Exercise requirements:
Can you rewrite the items below, changing every "separate parts" to "disjoint regions" and leaving everything else the same?

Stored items

========================================

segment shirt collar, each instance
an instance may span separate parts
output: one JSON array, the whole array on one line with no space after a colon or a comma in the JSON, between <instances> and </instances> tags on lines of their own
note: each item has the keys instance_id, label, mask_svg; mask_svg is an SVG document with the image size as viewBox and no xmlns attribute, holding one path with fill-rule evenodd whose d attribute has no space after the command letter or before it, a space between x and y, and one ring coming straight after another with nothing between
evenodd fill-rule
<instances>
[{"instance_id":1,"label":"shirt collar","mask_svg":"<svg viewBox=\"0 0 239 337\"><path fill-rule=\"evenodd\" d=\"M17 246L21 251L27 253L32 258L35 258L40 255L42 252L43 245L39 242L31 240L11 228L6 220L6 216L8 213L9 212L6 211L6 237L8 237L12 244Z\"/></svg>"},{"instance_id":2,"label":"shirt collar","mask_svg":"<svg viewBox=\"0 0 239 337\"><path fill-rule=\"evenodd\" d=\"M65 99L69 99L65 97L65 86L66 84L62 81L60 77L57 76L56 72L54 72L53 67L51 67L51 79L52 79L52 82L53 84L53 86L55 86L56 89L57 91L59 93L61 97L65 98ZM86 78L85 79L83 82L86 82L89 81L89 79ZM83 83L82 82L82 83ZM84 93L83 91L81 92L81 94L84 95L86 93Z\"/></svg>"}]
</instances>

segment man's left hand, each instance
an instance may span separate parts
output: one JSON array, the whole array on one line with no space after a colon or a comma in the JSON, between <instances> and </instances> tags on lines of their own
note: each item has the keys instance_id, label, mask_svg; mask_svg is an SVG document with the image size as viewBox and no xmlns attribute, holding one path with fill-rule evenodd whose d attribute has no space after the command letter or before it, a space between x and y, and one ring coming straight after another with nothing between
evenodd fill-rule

========================================

Finished answer:
segment shirt collar, each instance
an instance may span disjoint regions
output: one JSON array, the whole array on one line with no space after a colon or a comma in the JSON, between <instances> and </instances> tags on lines of their own
note: each item has the keys instance_id, label, mask_svg; mask_svg is an SVG document with the image size as viewBox and no xmlns attribute, holding one path with fill-rule evenodd whose d attribute has no space after the command letter or before it, a space between x and y, and one ring coming straight after another with nothing between
evenodd fill-rule
<instances>
[{"instance_id":1,"label":"shirt collar","mask_svg":"<svg viewBox=\"0 0 239 337\"><path fill-rule=\"evenodd\" d=\"M17 246L21 251L27 253L32 258L35 258L40 255L42 252L43 245L39 242L31 240L11 228L6 220L6 216L8 213L9 212L6 211L6 237L8 237L12 244Z\"/></svg>"},{"instance_id":2,"label":"shirt collar","mask_svg":"<svg viewBox=\"0 0 239 337\"><path fill-rule=\"evenodd\" d=\"M65 99L69 99L65 97L65 86L66 84L62 81L60 77L57 76L56 72L54 72L53 67L51 67L51 79L52 79L52 82L53 84L53 86L55 86L56 89L57 91L59 93L61 97L65 98ZM86 78L85 79L83 82L86 82L89 81L89 79ZM83 83L82 82L82 83ZM84 93L83 91L81 92L81 94L84 95L86 93Z\"/></svg>"}]
</instances>

segment man's left hand, each instance
an instance may span disjoint regions
output: one JSON array, the whole array on one line with no space after a colon or a comma in the JSON, between <instances> and </instances> tags on lines of their own
note: each item has the keys instance_id, label, mask_svg; mask_svg is an SVG document with the image size as viewBox and no xmlns attribute, holding one path with fill-rule evenodd whose d attribute has no space after the command letter or before it, a space between x and y, and one ring coming straight after another with nothing between
evenodd fill-rule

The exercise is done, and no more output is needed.